■ Request ■
Could you extract, word for word, the stretch from "King said that" through "adjustment to make." in the excerpt on King's 1986 amnesty claim?
[start of Page excerpt]
King’s point was that a side effect of the 1986 law was to boost the numbers of Hispanic voters -- so many Hispanics were made legal by the law, he argues, that the number exceeded Obama’s margin of victory.
In his speech, King didn’t say explicitly whether he meant Obama’s initial victory in 2008 or his 2012 re-election, but he did refer to the election in which Hispanics supported Obama by a 71 percent margin, which was the percentage in 2012. So we will look at the 2012 contest. In addition, we will look at Obama’s raw-vote margin, since King didn’t mention in his speech that he was referring to Obama’s margin in the Electoral College, and his office didn’t offer that as an argument when we conferred with them as we reported this story.
King laid out a clear mathematical roadmap in his speech.
King said that 3 million people "received amnesty" under the 1986 law. To that number, he added an additional five people for each newly legalized person, to reflect those legalized under family reunification policies. That means an additional 15 million people. If 71 percent of the combined 18 million Americans voted for Obama, King argued, then Obama benefited from nearly 13 million votes due to the act -- a number that’s a lot bigger than his margin over Mitt Romney of 4.7 million votes. The gap is large enough to cushion any decline due to deaths and departures among 1986 amnesty recipients, something King suggested was a reasonable adjustment to make.
"Ronald Reagan’s signature on the 1986 amnesty act brought about Barack Obama’s election," King said. "If ... we take 15 million people out of the rolls and say they wouldn’t have been here without the 1986 amnesty act, or at least they wouldn’t be voting, and if 71 percent of them voted for Barack Obama, then it’s clear to anybody that can do any kind of statistical analysis that Barack Obama wouldn’t be President of the United States without Ronald Reagan’s 1986 amnesty act."
So, case closed? No.
After sifting the data and checking with experts in immigration, demography and voting, we find King’s estimate too high.
This is an oversimplification on several fronts. For starters, King didn’t account for the fact that many of the newly legal residents did not become citizens, and thus never earned the right to cast a vote. He also didn’t account for the low rates of voting participation among Hispanics who do have the right to vote. And most important, King’s estimate of five family members receiving legal status for every case of amnesty under the 1986 law is wildly high.
[end of Page excerpt]
[start of Given information]
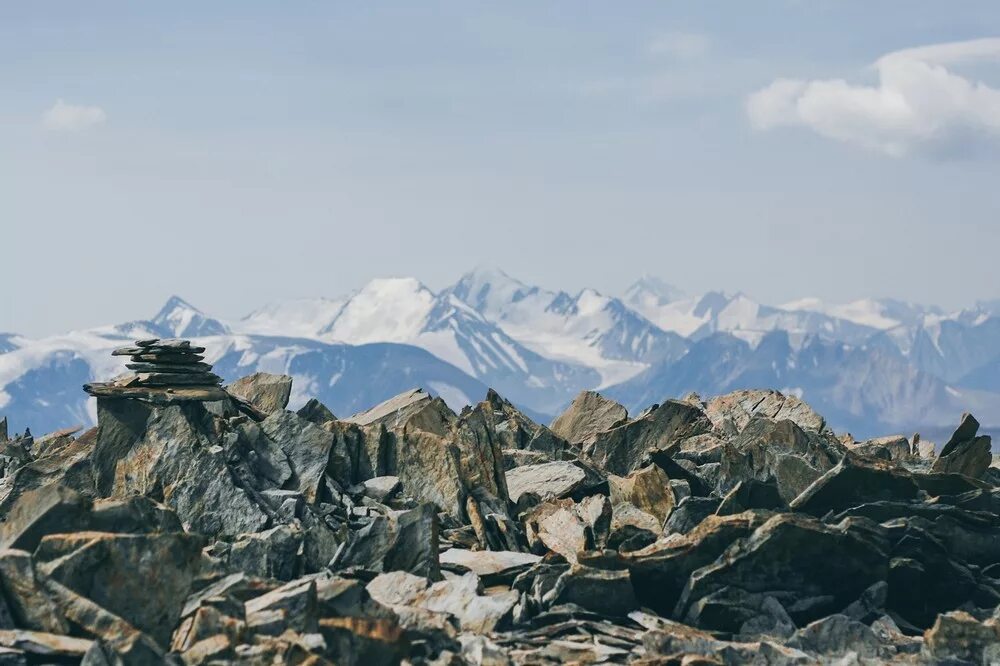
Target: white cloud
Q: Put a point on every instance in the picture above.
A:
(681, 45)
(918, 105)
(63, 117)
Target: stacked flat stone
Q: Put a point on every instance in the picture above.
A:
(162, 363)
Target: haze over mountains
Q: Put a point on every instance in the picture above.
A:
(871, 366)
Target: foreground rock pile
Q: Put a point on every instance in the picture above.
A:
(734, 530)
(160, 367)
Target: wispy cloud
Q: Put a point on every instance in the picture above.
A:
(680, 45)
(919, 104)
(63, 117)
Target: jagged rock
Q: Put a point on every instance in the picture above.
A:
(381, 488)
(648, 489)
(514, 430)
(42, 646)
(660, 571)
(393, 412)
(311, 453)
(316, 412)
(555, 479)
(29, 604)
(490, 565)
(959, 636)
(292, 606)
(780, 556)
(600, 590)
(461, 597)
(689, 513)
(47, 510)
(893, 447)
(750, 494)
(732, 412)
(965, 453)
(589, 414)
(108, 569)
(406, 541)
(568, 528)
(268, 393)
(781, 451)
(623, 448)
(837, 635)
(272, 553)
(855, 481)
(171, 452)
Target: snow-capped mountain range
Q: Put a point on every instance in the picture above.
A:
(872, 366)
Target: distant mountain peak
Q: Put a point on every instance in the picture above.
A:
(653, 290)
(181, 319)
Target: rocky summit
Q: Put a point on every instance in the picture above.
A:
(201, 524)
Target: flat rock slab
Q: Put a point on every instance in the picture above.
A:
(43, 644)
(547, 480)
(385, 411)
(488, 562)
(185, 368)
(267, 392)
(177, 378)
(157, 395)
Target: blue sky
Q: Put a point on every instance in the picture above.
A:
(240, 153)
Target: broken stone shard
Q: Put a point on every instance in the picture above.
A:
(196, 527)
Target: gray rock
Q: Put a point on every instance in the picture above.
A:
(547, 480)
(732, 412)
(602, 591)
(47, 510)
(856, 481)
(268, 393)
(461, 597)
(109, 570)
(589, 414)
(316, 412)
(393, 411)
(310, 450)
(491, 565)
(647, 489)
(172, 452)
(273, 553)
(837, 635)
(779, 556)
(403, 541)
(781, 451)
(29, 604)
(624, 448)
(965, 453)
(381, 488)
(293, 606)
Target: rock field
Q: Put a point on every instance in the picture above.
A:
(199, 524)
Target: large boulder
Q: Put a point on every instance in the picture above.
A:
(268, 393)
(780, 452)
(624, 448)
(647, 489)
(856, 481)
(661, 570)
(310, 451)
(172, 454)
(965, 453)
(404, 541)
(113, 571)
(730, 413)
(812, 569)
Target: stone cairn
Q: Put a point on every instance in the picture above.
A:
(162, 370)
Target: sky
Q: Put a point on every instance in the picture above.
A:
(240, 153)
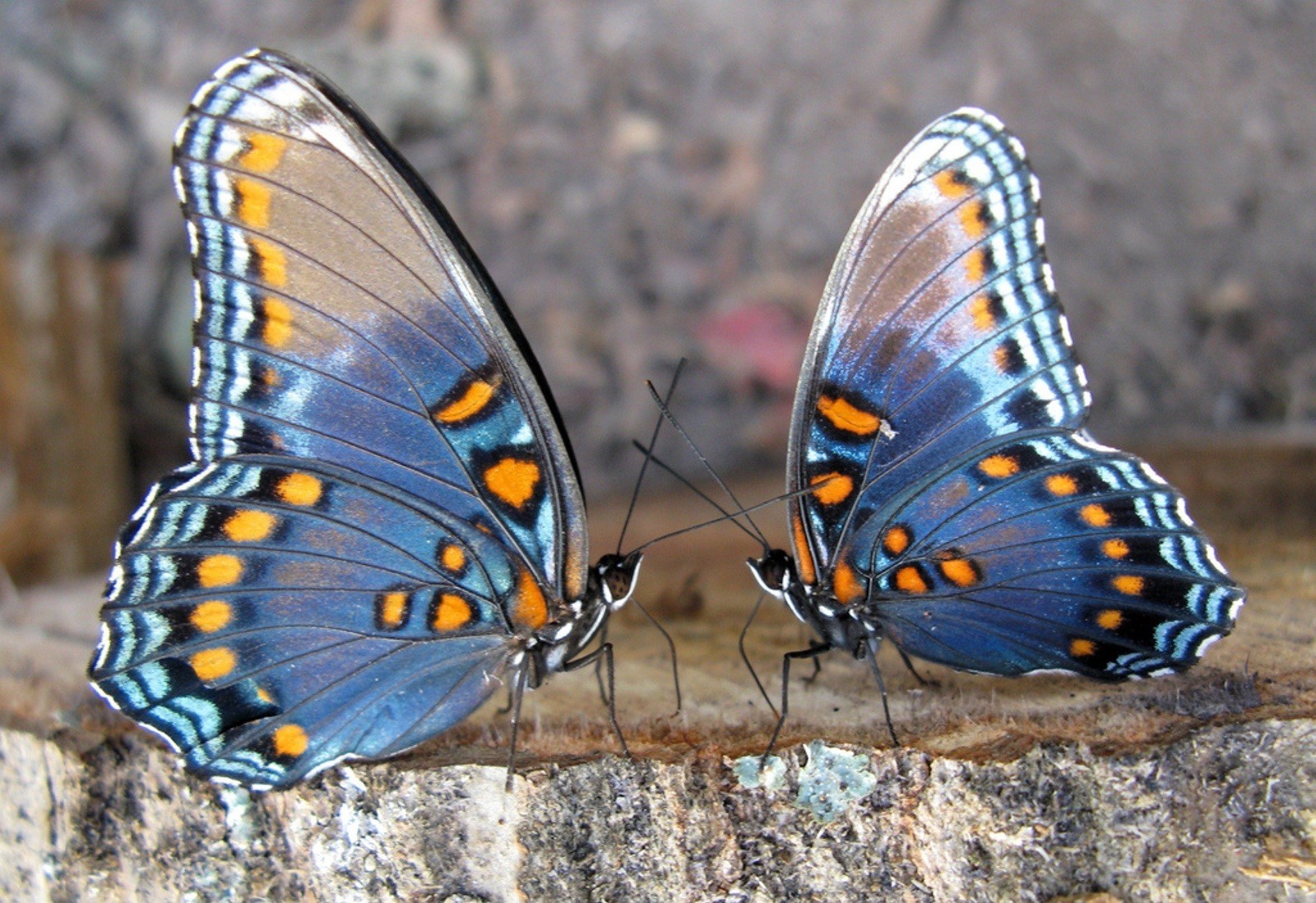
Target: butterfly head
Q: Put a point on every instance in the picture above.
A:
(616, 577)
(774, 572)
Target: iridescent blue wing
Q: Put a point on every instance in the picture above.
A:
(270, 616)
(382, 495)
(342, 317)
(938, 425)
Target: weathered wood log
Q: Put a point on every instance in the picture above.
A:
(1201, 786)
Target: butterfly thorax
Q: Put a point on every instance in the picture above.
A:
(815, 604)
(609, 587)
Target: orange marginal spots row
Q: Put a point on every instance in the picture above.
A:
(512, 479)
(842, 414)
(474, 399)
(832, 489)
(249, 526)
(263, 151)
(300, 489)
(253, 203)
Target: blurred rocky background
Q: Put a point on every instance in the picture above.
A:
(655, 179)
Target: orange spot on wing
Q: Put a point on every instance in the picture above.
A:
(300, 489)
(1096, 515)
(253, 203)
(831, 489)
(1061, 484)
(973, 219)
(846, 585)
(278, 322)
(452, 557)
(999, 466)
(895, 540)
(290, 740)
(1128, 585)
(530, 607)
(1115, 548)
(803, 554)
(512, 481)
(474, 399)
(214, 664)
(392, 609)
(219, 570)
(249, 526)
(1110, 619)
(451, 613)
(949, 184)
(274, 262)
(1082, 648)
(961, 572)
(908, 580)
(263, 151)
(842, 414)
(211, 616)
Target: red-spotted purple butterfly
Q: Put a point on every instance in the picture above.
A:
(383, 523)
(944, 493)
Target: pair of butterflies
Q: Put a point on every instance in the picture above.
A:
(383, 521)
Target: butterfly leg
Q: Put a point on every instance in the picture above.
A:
[end of Given information]
■ Answer below ■
King said that 3 million people "received amnesty" under the 1986 law. To that number, he added an additional five people for each newly legalized person, to reflect those legalized under family reunification policies. That means an additional 15 million people. If 71 percent of the combined 18 million Americans voted for Obama, King argued, then Obama benefited from nearly 13 million votes due to the act -- a number that’s a lot bigger than his margin over Mitt Romney of 4.7 million votes. The gap is large enough to cushion any decline due to deaths and departures among 1986 amnesty recipients, something King suggested was a reasonable adjustment to make.